[Natural language region descriptions]
☆ ☆ ☆ ☆ ☆ ☆ ☆

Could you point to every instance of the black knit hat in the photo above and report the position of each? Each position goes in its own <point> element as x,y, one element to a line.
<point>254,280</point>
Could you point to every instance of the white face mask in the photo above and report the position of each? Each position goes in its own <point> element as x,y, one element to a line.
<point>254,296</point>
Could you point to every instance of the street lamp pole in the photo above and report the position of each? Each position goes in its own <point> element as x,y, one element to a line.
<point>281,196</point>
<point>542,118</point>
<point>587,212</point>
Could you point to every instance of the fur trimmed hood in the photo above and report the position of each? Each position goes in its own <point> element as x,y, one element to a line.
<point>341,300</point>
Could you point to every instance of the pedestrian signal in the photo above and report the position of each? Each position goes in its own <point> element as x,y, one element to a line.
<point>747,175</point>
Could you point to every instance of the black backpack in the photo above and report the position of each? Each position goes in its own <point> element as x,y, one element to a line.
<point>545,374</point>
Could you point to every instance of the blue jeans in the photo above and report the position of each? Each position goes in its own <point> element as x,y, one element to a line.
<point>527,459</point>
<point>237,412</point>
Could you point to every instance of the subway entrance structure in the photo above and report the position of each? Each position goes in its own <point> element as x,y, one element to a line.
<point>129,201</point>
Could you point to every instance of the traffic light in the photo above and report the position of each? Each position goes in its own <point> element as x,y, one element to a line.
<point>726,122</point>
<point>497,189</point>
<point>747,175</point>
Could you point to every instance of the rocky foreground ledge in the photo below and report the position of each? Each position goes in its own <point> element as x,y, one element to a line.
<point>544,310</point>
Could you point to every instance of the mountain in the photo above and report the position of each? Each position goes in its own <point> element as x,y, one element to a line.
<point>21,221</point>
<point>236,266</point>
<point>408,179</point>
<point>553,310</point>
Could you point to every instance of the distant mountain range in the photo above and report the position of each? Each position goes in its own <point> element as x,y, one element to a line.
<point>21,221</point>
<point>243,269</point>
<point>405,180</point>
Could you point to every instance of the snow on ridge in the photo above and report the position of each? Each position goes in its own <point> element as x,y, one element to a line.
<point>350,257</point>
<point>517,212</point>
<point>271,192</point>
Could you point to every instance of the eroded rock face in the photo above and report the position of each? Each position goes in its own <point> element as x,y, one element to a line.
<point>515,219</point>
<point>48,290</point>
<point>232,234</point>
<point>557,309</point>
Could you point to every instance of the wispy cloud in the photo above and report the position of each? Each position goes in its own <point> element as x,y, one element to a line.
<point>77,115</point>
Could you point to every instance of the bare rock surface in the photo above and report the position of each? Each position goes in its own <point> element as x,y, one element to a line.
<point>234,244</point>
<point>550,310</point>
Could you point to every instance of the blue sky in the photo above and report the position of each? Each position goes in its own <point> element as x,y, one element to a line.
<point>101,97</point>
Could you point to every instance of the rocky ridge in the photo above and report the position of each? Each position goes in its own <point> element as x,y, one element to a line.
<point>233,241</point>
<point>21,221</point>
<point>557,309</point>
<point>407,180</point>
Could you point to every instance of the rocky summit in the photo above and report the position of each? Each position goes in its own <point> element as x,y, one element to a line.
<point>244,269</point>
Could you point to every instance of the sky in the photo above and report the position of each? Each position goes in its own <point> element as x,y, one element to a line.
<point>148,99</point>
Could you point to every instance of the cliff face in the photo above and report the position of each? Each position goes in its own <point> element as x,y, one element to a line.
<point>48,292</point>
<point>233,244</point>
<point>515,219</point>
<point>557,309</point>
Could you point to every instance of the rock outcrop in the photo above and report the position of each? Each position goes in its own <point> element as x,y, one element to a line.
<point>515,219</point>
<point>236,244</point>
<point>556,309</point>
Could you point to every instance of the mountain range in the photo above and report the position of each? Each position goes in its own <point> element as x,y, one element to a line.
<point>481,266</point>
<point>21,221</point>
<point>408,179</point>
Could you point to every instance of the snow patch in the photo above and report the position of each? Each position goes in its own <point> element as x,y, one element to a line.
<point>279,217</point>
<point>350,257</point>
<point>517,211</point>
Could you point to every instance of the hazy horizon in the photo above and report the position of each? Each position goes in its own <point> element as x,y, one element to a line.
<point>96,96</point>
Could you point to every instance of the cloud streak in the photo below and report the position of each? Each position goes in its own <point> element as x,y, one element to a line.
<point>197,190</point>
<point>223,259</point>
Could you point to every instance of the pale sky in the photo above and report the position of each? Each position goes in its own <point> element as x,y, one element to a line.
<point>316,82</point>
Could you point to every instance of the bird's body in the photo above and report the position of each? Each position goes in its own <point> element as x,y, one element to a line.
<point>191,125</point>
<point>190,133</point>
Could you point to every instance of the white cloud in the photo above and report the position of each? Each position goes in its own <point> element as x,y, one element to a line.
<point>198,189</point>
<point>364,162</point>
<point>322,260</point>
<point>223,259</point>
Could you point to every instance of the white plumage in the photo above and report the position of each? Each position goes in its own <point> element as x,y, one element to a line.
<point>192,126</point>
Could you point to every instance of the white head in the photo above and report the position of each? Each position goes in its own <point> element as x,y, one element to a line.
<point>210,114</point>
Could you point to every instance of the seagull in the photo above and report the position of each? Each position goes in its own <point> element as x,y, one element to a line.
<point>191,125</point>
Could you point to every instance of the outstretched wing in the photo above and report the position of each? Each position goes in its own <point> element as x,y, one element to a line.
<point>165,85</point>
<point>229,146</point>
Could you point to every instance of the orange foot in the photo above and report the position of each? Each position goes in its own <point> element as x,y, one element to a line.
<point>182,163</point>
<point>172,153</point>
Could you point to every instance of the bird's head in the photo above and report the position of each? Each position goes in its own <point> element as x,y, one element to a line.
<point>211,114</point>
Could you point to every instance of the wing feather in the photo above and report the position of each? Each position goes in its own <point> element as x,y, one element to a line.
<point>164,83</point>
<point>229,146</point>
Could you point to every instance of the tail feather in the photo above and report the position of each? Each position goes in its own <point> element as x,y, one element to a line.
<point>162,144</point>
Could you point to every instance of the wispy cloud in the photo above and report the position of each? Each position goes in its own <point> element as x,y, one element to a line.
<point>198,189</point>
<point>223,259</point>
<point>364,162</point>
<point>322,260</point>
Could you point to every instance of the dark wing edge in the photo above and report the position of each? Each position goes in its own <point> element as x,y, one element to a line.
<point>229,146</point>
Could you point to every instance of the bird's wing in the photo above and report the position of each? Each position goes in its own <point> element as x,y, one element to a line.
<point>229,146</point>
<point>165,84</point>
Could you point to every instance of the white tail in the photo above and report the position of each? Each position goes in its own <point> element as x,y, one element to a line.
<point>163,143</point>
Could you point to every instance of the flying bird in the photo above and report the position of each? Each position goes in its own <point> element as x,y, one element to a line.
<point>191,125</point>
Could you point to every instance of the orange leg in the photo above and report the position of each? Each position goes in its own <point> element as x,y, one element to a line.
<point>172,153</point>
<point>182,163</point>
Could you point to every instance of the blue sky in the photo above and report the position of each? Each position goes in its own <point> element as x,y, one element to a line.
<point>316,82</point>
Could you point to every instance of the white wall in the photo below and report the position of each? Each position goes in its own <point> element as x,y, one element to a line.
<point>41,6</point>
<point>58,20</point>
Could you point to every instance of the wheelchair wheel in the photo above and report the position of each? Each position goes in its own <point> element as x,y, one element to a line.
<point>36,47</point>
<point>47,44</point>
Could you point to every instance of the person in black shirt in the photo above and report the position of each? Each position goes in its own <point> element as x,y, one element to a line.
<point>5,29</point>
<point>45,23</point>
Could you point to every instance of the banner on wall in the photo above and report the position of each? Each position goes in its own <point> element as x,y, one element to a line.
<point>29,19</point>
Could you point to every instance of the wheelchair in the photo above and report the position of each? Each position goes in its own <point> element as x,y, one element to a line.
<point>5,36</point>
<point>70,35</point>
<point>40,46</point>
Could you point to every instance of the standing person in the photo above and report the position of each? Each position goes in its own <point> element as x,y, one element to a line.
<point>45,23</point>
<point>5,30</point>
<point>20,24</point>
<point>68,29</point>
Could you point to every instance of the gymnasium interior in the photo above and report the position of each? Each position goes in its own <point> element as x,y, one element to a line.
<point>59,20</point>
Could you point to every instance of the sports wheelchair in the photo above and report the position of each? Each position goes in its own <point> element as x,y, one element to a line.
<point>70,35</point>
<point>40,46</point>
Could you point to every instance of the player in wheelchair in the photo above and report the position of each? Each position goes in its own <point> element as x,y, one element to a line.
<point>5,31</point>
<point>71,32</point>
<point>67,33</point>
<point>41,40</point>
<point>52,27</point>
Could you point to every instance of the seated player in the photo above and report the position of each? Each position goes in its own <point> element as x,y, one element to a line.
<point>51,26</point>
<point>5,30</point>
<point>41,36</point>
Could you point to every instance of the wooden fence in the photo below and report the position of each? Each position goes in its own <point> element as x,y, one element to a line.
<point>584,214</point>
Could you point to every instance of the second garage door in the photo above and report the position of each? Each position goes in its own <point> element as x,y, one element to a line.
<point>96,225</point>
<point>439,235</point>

☆ ☆ ☆ ☆ ☆ ☆ ☆

Goal of the exercise: Taking the line with "Could you point to every instance of the second" as the first, copy every line through the end of the entries above exactly, with no others.

Solution to the problem:
Could you point to every instance of the second garage door in the photo above and report the position of each? Each position goes in its own <point> element as x,y, one element to a line.
<point>96,225</point>
<point>439,235</point>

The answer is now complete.